DATA ENTRIES:
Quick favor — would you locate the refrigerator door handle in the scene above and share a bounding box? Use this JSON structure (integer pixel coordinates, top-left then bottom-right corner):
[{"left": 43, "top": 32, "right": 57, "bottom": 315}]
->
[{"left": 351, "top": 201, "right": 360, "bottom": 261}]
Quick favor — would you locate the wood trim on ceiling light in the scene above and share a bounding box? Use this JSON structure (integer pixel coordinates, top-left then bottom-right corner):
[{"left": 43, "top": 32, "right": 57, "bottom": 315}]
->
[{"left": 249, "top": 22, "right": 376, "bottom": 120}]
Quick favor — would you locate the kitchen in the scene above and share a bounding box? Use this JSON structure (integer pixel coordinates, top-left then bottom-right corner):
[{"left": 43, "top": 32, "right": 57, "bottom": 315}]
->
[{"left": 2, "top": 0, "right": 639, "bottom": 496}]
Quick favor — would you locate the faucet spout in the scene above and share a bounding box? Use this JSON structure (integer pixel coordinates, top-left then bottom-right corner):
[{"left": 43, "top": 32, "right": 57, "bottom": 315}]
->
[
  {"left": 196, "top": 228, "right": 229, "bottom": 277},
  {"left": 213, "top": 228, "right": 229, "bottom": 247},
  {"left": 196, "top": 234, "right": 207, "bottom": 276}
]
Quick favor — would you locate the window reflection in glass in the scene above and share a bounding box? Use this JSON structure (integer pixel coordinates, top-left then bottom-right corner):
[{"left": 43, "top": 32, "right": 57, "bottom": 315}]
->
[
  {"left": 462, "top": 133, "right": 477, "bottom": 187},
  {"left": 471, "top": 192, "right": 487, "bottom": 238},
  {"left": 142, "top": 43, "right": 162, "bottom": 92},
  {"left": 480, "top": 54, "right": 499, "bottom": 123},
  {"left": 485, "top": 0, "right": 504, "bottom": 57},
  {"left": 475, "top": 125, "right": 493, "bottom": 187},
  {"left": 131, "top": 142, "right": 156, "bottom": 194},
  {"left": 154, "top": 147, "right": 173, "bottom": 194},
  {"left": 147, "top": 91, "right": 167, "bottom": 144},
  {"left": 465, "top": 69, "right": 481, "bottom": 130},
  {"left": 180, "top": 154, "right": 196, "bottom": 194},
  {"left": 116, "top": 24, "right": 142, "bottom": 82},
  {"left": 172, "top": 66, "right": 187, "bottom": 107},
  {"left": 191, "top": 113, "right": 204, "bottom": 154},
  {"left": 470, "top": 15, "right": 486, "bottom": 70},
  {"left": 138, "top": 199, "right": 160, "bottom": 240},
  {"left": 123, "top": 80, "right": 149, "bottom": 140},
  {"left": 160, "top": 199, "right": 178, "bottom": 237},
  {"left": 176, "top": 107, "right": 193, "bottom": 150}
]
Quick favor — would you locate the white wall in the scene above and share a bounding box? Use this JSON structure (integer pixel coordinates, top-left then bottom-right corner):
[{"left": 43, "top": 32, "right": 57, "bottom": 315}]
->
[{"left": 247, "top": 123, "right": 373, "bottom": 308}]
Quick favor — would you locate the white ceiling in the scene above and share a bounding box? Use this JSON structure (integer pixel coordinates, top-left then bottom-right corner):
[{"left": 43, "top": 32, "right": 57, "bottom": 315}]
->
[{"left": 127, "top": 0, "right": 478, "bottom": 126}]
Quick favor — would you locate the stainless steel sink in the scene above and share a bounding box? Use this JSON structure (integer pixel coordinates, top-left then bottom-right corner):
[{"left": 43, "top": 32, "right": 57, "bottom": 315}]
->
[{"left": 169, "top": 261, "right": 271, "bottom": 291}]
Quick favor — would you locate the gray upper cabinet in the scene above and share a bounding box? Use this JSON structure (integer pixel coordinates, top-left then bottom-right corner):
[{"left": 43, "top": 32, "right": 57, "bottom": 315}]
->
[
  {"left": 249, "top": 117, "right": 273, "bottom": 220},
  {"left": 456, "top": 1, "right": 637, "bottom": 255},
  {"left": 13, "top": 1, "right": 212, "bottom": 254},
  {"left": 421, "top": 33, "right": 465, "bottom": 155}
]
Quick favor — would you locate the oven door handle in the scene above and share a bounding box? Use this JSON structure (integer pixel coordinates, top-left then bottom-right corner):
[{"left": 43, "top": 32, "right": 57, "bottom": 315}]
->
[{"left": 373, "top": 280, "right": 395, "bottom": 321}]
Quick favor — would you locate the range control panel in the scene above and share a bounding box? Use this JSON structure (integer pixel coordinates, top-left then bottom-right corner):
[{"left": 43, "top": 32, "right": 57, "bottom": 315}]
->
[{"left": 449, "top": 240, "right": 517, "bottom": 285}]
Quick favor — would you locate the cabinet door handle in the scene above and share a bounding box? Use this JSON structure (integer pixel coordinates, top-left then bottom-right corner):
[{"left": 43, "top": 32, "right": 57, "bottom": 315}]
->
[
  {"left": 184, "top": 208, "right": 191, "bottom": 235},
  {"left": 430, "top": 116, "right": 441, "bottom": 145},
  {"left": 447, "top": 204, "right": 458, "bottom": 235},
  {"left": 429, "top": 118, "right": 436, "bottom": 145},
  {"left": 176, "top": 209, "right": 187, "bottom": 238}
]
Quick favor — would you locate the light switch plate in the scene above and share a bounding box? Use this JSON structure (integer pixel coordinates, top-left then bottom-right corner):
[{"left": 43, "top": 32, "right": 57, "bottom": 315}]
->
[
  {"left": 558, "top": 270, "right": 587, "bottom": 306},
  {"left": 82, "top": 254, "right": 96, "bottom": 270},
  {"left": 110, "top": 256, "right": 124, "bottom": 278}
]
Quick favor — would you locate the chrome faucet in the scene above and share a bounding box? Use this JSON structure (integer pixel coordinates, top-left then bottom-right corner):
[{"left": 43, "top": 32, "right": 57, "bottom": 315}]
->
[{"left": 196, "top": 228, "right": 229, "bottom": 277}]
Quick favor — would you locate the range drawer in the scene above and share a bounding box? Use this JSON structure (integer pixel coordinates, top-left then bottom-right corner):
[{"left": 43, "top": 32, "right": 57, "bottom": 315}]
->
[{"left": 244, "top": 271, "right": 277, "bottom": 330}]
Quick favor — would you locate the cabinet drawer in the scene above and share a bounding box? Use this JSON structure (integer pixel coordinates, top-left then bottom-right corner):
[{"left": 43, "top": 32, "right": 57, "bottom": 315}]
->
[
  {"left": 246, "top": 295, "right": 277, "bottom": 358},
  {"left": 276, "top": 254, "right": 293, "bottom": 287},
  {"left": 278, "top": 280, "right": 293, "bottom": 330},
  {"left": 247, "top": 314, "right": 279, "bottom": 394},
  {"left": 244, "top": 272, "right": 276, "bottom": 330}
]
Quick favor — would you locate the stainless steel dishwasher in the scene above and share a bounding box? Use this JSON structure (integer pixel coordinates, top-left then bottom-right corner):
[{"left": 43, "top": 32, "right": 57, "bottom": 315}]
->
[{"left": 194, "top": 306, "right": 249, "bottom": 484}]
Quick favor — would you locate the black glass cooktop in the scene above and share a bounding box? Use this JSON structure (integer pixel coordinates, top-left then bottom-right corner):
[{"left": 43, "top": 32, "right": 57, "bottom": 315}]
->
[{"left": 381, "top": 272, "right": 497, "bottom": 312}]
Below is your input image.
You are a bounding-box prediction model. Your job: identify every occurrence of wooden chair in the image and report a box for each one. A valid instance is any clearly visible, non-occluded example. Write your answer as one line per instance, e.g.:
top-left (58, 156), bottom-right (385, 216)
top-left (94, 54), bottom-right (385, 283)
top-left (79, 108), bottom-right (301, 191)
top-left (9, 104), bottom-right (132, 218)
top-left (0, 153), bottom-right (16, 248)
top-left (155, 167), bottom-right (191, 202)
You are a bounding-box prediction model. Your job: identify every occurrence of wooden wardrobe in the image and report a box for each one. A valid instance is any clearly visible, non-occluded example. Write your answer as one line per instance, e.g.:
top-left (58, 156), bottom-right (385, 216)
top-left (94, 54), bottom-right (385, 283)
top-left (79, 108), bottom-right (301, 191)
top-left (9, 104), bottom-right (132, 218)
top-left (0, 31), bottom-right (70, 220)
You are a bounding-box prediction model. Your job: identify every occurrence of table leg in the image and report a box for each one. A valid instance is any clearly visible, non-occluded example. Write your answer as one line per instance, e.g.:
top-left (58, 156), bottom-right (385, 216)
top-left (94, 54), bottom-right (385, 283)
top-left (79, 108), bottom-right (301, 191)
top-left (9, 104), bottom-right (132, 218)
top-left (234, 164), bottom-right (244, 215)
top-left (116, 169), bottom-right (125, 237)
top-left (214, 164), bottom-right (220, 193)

EXERCISE AIM: Please extract every line of the listing above that contains the word "white". Case counts, so only lines where the capitalization matches qualify.

FULL RESPONSE:
Quick favor — would you locate the white wall in the scene above and share a bounding box? Use this JSON structure (integer pixel coordinates, top-left then bottom-right corner):
Quick favor — would you locate the white ceiling in the scene above and share a bounding box? Use this JSON structure (integer pixel coordinates, top-left then bottom-right corner):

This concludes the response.